(Study material Opens)

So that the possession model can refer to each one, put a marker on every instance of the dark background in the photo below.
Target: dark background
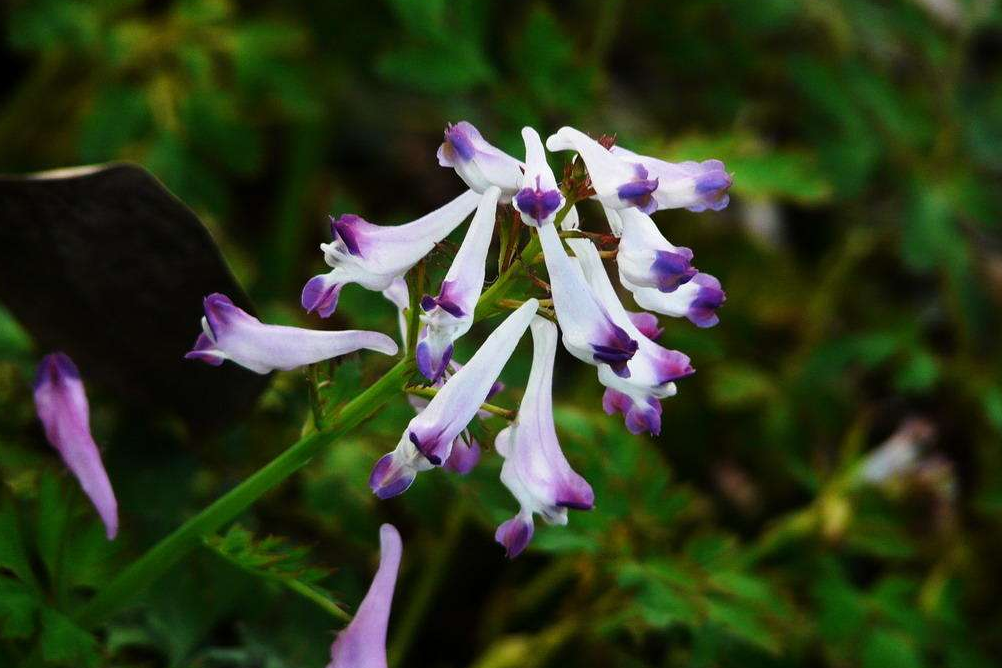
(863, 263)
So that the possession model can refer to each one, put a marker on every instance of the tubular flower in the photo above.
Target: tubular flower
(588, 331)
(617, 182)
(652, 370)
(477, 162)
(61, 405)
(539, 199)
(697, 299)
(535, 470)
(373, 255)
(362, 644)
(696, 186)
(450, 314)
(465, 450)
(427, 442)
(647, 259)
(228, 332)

(Study material Closes)
(Study material Opens)

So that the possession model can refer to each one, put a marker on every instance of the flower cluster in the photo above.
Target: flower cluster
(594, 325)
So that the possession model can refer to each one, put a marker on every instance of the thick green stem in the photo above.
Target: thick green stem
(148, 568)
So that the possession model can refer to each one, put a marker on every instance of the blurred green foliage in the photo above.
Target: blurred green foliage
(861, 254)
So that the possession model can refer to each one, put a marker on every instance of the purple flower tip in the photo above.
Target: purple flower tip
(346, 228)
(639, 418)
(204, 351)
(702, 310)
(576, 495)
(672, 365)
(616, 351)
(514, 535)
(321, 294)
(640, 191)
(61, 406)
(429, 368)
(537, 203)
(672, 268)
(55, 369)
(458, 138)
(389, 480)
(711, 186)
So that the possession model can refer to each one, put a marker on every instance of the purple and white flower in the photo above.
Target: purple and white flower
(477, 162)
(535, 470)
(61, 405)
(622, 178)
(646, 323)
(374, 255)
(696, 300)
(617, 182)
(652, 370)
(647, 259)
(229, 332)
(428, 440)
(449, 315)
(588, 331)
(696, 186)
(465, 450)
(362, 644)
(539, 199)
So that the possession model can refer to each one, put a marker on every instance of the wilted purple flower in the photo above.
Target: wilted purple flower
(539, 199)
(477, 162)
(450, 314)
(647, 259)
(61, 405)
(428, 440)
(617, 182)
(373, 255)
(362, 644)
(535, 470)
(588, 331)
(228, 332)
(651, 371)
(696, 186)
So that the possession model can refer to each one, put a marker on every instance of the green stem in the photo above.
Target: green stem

(Study material Closes)

• [Work to be completed] If a line in the material holds "model", copy it.

• [Worked solution]
So that the possession model can refer to each one, put a marker on every instance of the dark background in the photo below.
So that the possession model can refer to each one, put a marker on every instance of the tubular flower in the photo above.
So that the possession model can refer to each one, put a marker on every instance of the flower cluster in the photo above.
So that the possession model can refer to each one, put a marker on every instance of the thick green stem in the photo above.
So that the possession model can refer to each one, put a marker on every instance of the blurred green foliage in the photo above.
So that the possession model can refer to each one, put a marker on every instance of the purple flower tip in the photo above.
So that the possession model can refer to each one, put a marker on every instance of the purple and white flower in the photo above.
So that the possession model can refer to each one, put a marker on every instance of the wilted purple flower in the photo above.
So that the possession model can refer to each one, put a marker on every instance of the green stem in the photo above.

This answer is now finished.